◆ Task goal ◆
Rewrite the part of the listing that opens with the line containing "target=gourd narrow neck" and closes with the line containing "[294,203,322,220]", both lines included, with every request line kept unchanged. Multiply each bounding box coordinate in the answers by 1.55 and round to whole numbers, with halves rounding up.

---+---

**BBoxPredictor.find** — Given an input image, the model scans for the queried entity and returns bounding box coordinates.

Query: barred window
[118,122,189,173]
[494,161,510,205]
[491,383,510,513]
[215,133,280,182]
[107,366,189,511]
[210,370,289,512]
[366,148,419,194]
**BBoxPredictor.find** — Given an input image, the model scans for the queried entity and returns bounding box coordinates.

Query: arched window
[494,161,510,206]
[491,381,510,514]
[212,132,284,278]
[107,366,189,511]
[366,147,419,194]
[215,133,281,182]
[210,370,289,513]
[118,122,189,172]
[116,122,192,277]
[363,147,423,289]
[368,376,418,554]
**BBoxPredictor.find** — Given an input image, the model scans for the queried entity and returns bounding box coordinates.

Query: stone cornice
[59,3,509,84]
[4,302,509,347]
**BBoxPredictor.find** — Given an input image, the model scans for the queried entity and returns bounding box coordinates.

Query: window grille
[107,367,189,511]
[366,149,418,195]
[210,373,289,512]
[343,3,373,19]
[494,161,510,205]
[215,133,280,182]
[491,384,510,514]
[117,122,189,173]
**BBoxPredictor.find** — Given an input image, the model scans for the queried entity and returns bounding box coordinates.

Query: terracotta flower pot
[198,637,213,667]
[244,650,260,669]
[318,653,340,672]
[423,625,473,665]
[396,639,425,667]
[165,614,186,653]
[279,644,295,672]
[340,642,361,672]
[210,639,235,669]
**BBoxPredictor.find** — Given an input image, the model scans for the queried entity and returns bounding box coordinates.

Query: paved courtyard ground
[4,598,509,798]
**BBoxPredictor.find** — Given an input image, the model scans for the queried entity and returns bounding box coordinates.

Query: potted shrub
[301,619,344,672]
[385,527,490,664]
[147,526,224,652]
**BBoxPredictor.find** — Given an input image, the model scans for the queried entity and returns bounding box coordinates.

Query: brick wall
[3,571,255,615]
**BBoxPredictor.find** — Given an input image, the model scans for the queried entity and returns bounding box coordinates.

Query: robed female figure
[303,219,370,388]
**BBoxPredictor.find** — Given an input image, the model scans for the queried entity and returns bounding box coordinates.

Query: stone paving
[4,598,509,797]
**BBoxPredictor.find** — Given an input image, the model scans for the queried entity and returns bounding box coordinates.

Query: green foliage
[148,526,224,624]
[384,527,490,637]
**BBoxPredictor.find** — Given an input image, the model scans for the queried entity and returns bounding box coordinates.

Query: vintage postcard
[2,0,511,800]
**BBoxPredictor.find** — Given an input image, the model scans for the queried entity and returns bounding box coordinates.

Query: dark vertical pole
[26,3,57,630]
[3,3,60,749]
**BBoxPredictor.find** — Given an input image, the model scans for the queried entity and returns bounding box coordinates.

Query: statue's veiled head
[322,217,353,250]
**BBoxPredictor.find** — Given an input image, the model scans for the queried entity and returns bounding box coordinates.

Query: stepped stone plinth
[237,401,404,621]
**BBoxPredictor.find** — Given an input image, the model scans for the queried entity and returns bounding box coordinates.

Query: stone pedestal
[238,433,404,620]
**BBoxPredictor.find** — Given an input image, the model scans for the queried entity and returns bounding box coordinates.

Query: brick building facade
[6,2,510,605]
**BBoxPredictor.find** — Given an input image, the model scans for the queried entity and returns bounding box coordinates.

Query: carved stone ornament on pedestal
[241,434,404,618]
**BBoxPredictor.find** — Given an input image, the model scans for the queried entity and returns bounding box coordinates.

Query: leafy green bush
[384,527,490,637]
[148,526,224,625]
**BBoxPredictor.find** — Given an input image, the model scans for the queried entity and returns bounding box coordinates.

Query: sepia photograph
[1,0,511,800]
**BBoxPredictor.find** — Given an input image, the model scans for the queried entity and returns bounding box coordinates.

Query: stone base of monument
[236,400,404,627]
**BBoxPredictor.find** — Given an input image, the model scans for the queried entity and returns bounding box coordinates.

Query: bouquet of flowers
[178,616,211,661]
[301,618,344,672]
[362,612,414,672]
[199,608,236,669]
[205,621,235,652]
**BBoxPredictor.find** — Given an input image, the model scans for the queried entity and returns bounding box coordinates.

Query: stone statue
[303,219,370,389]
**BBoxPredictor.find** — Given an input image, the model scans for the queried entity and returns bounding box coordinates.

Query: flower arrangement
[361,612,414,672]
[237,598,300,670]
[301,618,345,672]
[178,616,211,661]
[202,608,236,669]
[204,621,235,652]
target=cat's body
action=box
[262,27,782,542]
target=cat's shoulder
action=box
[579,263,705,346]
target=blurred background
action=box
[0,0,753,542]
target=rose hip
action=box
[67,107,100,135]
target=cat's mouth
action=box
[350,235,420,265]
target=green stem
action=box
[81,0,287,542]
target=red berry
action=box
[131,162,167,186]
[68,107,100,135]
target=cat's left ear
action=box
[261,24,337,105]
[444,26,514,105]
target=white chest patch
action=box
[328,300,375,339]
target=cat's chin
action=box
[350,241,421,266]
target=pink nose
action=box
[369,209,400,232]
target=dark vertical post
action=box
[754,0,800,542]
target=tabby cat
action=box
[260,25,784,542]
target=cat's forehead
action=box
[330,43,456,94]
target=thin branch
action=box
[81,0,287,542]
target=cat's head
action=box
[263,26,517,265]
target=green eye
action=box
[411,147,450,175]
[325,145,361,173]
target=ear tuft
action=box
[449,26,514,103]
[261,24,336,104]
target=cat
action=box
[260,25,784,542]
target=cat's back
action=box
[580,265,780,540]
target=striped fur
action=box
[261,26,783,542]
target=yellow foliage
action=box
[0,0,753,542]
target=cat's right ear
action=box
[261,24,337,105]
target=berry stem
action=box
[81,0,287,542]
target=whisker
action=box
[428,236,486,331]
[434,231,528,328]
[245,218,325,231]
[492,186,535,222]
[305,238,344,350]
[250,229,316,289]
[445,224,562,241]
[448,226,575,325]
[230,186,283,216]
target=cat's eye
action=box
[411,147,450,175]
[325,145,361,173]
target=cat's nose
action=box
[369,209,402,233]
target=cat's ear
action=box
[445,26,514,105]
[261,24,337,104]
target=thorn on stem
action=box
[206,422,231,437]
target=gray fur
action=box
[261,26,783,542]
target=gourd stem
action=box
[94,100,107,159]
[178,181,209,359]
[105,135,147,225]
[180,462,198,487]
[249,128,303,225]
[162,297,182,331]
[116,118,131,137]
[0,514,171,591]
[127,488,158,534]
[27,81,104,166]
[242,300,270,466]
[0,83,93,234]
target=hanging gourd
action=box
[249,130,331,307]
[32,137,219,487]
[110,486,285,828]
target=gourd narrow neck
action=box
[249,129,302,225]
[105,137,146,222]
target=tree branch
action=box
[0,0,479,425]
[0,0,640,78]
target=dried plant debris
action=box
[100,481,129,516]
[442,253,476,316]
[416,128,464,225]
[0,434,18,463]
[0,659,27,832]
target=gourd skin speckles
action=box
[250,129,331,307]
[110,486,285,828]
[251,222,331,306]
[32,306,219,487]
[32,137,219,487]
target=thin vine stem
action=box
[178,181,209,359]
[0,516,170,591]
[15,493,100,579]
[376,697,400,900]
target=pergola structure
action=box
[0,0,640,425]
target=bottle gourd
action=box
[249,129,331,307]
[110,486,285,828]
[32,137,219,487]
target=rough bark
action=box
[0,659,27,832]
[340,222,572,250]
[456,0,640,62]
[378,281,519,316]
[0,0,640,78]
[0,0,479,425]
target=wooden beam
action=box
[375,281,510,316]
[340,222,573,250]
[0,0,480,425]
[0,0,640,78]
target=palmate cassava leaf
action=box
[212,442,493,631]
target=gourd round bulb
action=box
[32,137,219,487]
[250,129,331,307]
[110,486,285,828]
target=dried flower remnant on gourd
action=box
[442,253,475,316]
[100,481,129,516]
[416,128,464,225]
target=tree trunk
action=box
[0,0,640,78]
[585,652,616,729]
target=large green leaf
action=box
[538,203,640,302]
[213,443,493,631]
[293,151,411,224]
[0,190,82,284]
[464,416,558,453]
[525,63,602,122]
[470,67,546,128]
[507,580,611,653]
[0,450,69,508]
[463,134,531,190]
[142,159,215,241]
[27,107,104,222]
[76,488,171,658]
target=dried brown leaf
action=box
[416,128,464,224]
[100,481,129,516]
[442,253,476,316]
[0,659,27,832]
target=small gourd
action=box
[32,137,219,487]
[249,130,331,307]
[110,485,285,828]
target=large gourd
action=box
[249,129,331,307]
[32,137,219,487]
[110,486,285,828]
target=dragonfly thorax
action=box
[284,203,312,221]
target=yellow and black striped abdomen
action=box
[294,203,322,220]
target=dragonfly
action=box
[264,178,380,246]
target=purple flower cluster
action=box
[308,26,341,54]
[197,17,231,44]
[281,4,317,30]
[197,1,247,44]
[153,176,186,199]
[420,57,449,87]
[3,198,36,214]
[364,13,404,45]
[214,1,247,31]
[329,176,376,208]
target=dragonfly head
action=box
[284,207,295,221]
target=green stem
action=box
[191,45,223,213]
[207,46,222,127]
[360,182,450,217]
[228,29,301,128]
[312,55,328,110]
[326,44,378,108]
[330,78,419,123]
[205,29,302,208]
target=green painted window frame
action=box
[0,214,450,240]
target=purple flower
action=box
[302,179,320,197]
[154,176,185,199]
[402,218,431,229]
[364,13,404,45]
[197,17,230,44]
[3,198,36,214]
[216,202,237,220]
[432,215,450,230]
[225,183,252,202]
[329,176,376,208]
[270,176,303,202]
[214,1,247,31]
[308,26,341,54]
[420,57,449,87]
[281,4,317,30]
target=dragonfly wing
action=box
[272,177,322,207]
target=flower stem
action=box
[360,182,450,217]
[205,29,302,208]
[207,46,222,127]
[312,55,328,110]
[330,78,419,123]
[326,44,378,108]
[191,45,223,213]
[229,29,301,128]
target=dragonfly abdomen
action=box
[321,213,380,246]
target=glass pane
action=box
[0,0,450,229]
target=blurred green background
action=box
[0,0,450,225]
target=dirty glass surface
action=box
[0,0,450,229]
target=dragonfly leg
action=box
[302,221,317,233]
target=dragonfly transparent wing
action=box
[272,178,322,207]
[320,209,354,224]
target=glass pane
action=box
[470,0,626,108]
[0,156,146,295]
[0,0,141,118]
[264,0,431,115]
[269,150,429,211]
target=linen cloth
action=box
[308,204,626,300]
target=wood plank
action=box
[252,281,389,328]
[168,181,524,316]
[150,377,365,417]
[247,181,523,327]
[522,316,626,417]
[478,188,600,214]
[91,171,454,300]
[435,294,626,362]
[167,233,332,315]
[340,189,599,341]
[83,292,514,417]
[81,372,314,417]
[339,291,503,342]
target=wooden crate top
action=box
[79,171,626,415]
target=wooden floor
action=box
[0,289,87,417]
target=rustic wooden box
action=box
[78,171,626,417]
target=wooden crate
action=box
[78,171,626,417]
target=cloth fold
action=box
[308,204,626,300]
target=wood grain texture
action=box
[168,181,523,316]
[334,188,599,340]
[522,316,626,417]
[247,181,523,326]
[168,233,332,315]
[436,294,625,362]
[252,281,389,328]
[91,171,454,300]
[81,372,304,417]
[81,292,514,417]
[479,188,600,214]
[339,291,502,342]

---+---

◆ Answer to this exercise ◆
target=gourd narrow neck
action=box
[386,200,468,349]
[163,212,226,344]
target=tree branch
action=box
[0,0,742,659]
[0,0,992,121]
target=dried plant debris
action=box
[155,746,200,800]
[685,392,738,490]
[645,198,719,349]
[0,673,28,718]
[0,1021,42,1290]
target=gourd skin speckles
action=box
[388,200,513,476]
[171,753,442,1283]
[389,344,513,474]
[50,474,339,755]
[50,212,339,755]
target=thin vine stem
action=box
[276,281,324,556]
[0,800,264,916]
[23,764,155,897]
[583,1080,620,1395]
target=pergola structure
action=box
[0,0,992,659]
target=bottle gourd
action=box
[386,200,513,476]
[171,753,442,1283]
[50,212,339,755]
target=rough bark
action=box
[0,1021,42,1290]
[527,344,887,388]
[707,0,992,96]
[586,436,804,490]
[0,0,992,121]
[0,0,742,659]
target=wooden beam
action=box
[581,436,791,490]
[527,344,888,388]
[0,0,744,659]
[0,0,992,121]
target=palmate cassava leaf
action=box
[329,685,764,978]
target=gourd round bulb
action=box
[50,212,339,755]
[388,200,513,476]
[171,753,442,1283]
target=dried flower remnant on gourd
action=box
[685,392,736,490]
[155,746,200,800]
[645,198,719,349]
target=tree trunk
action=box
[0,0,992,121]
[907,1011,955,1130]
target=large green leaf
action=box
[834,315,992,468]
[330,687,764,978]
[454,234,637,347]
[0,295,127,440]
[719,645,865,702]
[814,98,933,189]
[729,104,846,198]
[786,899,947,1012]
[0,698,107,787]
[718,208,823,295]
[220,246,333,374]
[42,166,161,344]
[118,756,265,1020]
target=dried brown leaf
action=box
[645,198,719,347]
[155,746,200,800]
[685,392,738,490]
[0,1021,42,1290]
target=small gourd
action=box
[50,212,339,755]
[386,202,513,476]
[171,752,442,1283]
target=large gourd
action=box
[386,200,513,476]
[50,212,339,755]
[171,753,442,1283]
target=dragonfly thorax
action=box
[440,315,484,343]
target=yellow and black striped abdomen
action=box
[456,315,499,341]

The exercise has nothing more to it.